### Stated problem
From the line containing "Where can you spot the dark" up to and including the last line of the records, rewrite every line, requests included, and subtract 132 from each coordinate value in the answers.

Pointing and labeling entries
◆ ◆ ◆ ◆ ◆ ◆ ◆
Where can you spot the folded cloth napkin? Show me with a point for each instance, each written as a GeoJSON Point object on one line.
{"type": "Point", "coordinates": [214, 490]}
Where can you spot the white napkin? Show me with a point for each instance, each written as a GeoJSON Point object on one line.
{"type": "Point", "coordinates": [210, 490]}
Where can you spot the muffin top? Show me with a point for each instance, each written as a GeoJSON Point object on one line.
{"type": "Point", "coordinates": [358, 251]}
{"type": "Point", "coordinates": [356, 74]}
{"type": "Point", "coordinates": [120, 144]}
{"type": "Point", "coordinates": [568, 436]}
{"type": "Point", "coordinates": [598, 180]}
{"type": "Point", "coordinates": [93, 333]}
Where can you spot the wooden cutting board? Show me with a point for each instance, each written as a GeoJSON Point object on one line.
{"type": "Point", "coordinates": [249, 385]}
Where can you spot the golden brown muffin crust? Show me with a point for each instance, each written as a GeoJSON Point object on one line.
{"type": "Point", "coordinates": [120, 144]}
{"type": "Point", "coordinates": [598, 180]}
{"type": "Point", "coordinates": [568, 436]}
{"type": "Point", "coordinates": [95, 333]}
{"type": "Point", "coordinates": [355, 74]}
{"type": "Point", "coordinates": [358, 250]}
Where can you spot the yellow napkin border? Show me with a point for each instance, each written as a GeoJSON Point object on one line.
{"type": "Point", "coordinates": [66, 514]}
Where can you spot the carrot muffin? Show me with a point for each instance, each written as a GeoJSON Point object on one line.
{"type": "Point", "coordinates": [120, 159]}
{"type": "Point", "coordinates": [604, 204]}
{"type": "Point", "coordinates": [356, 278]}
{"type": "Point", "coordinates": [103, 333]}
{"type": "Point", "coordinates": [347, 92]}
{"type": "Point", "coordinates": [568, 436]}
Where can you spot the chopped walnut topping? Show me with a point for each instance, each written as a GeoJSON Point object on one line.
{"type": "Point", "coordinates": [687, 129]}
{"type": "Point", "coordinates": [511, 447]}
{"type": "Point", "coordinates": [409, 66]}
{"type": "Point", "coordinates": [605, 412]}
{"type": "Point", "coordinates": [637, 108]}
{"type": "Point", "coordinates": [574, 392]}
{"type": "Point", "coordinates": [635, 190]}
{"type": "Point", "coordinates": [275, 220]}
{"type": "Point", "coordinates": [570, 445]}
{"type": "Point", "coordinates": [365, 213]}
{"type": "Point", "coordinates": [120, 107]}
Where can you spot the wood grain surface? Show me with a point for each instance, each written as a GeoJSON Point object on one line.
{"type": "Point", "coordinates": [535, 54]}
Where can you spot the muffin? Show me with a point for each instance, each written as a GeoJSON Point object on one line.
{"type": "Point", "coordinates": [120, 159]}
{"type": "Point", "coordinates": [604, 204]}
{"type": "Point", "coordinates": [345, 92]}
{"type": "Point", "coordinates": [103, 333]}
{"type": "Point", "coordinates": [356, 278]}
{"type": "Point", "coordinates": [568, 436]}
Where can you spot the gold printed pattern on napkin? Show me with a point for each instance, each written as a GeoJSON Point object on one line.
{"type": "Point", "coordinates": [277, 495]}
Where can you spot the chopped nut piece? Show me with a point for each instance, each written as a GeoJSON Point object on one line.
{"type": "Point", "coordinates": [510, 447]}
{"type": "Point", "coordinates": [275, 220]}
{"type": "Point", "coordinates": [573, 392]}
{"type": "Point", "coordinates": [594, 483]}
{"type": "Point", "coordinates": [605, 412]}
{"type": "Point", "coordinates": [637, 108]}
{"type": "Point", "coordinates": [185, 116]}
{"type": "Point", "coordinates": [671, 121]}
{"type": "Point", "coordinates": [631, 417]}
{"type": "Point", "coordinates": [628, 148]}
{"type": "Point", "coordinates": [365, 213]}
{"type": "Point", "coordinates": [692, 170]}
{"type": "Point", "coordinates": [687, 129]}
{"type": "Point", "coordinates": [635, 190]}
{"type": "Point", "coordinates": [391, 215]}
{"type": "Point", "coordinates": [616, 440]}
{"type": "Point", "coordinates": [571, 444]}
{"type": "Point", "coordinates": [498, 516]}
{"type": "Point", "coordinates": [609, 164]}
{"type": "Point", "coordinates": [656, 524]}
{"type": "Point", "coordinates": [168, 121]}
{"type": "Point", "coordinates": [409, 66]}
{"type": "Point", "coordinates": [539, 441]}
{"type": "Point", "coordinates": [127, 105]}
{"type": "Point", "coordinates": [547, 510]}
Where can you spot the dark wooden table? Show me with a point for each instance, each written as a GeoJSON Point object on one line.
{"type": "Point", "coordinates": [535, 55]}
◆ ◆ ◆ ◆ ◆ ◆ ◆
### Solution to the exercise
Where can you spot the dark wooden table? Show me with a point for each instance, each written as a GeoJSON Point object on one line.
{"type": "Point", "coordinates": [403, -77]}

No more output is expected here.